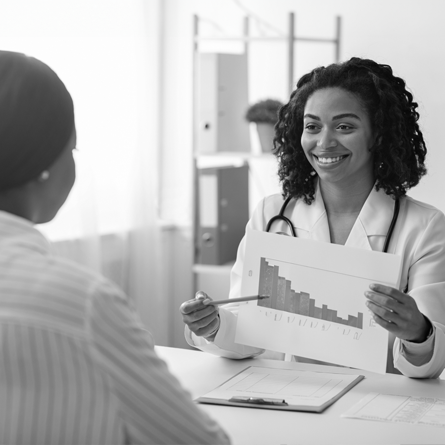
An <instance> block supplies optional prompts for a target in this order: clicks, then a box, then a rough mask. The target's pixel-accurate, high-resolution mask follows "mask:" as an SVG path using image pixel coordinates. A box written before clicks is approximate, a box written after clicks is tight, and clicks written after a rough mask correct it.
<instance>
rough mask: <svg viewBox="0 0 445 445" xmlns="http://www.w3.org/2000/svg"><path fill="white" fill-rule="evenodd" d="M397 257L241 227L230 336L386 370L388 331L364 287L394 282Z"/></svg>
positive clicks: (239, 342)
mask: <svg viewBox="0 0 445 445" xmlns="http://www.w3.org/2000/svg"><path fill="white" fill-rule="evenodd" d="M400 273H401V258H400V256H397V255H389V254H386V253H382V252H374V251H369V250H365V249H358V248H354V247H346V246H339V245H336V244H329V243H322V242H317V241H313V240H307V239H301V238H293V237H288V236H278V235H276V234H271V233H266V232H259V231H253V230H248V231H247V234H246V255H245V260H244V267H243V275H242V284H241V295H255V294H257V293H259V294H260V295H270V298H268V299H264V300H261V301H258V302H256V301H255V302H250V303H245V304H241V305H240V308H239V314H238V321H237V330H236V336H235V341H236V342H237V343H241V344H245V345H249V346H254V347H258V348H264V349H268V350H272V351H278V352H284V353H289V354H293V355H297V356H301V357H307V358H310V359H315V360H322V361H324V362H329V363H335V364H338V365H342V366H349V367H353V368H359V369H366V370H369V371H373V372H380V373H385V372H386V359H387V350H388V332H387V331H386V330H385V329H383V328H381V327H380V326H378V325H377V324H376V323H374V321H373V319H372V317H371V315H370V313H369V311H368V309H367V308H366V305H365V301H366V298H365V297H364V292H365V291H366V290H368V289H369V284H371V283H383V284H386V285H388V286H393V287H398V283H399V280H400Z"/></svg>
---
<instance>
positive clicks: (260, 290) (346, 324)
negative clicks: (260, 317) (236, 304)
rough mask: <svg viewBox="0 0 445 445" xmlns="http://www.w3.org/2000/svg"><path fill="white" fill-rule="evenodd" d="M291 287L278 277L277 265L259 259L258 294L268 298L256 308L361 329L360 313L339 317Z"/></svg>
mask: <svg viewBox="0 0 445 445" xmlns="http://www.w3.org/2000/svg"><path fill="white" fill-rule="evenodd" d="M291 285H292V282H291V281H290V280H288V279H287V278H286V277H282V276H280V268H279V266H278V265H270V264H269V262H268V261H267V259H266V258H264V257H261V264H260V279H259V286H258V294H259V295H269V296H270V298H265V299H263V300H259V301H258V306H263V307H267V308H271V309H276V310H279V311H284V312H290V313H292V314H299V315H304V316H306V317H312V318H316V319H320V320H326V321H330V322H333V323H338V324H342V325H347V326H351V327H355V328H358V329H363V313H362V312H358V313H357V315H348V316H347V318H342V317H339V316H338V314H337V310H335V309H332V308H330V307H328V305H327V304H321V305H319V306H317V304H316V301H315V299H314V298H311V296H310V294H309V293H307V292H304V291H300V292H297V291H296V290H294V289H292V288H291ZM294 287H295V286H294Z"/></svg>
...
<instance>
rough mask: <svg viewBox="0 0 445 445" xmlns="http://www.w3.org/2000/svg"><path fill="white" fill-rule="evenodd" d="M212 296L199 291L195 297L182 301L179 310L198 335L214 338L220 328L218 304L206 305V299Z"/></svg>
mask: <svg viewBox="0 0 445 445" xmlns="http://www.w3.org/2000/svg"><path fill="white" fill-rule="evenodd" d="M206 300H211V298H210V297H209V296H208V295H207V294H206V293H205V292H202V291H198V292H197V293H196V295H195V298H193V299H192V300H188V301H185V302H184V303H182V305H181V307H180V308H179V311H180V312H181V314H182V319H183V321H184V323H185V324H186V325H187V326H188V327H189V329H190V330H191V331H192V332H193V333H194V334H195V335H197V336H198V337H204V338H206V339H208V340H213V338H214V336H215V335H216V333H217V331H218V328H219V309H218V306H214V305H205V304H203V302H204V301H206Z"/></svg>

## Task instructions
Among the entries above, the line containing "An <instance> block", the line containing "257L241 227L230 336L386", and all lines between them are to be restated word for word; nothing else belongs in the reply.

## Response to this exercise
An <instance> block supplies optional prompts for a target in this order: clicks, then a box, then a rough mask. The target's pixel-accurate, high-resolution mask follows "mask:" as an SVG path using image pixel coordinates. A box written before clicks is approximate, a box written after clicks is tight, and clicks written after a rough mask correct it.
<instance>
rough mask: <svg viewBox="0 0 445 445" xmlns="http://www.w3.org/2000/svg"><path fill="white" fill-rule="evenodd" d="M397 257L241 227L230 336L386 370L388 331L364 287L394 282Z"/></svg>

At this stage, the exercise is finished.